Dataset rows:
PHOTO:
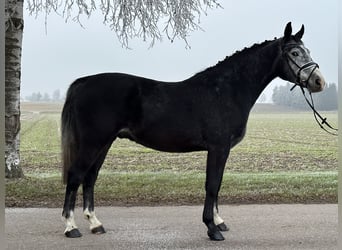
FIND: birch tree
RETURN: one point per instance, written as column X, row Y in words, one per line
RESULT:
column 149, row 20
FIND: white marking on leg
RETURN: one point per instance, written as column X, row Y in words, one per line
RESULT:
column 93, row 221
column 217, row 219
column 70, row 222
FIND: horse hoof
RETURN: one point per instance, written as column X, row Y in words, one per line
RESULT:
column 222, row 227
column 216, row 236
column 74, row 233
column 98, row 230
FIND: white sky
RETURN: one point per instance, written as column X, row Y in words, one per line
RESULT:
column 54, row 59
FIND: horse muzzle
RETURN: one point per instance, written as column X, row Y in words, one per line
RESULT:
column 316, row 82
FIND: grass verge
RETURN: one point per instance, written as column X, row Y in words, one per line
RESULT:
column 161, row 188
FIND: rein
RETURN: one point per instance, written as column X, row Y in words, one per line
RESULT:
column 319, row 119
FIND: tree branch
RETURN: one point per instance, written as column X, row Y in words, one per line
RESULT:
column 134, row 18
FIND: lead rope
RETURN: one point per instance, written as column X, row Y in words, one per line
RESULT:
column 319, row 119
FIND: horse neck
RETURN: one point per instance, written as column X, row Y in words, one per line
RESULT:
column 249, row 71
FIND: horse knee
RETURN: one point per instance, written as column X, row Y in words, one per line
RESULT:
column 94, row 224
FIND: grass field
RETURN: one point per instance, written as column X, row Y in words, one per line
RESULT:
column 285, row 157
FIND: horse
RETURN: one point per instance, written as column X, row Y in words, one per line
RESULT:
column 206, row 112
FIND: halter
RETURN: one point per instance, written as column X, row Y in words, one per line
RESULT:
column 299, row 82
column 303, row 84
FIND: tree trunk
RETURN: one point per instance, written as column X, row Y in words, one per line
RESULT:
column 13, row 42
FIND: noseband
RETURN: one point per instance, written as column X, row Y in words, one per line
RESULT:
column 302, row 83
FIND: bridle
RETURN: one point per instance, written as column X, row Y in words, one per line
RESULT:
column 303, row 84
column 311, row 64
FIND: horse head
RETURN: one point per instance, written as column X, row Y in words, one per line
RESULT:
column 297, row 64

TASK –
Reproduce every entry word for word, but omit the pictures.

ANSWER IN FULL –
PHOTO:
FIND: birch tree
RETURN: one point per instance, written as column X, row Y in words, one per line
RESULT:
column 149, row 20
FIND: white marking on leg
RETURN: one point per instance, written as column X, row Y in words, one per line
RESULT:
column 93, row 221
column 217, row 219
column 70, row 222
FIND: horse hoof
RETURN: one point per instance, written as column X, row Y in words, one per line
RESULT:
column 222, row 227
column 216, row 236
column 74, row 233
column 98, row 230
FIND: white sky
RETURN: one point per instance, written as column X, row Y in words, one per line
RESULT:
column 54, row 59
FIND: horse muzzle
RETURN: one point per instance, written as column X, row Y in words, one per line
RESULT:
column 316, row 82
FIND: grass verge
RETURN: one point per instance, written as column X, row Y in words, one per line
RESULT:
column 161, row 188
FIND: rein
RETURN: one point per instance, written as column X, row Y in words, one per line
RESULT:
column 319, row 119
FIND: tree branch
RETURN: one point per instance, written as column X, row Y in words, one per line
RESULT:
column 134, row 18
FIND: lead rope
RETURN: one point per instance, written as column X, row Y in words, one per line
RESULT:
column 319, row 119
FIND: horse neck
RETURN: one point per instance, written as column X, row Y in words, one per line
RESULT:
column 249, row 71
FIND: horse knee
RETURN: one point per instance, written as column X, row Y in words, one per line
RESULT:
column 94, row 224
FIND: grass field
RETURN: one point per instance, written as column X, row Y in words, one per line
RESULT:
column 285, row 157
FIND: horse
RETURN: one point per instance, written as column X, row Y in words, one per line
RESULT:
column 206, row 112
FIND: halter
RETURN: one point per instance, written as column X, row Y in words, one per line
RESULT:
column 299, row 82
column 303, row 84
FIND: tree trunk
RETURN: one point per instance, written as column X, row Y in words, one per line
RESULT:
column 13, row 42
FIND: noseband
RETURN: one point per instance, written as column X, row Y in words, one per line
RESULT:
column 302, row 83
FIND: bridle
RETURN: one point per instance, written as column X, row Y in words, one per line
RESULT:
column 303, row 84
column 311, row 64
FIND: horse head
RETURN: one point per instance, written as column X, row Y in words, one per line
RESULT:
column 297, row 64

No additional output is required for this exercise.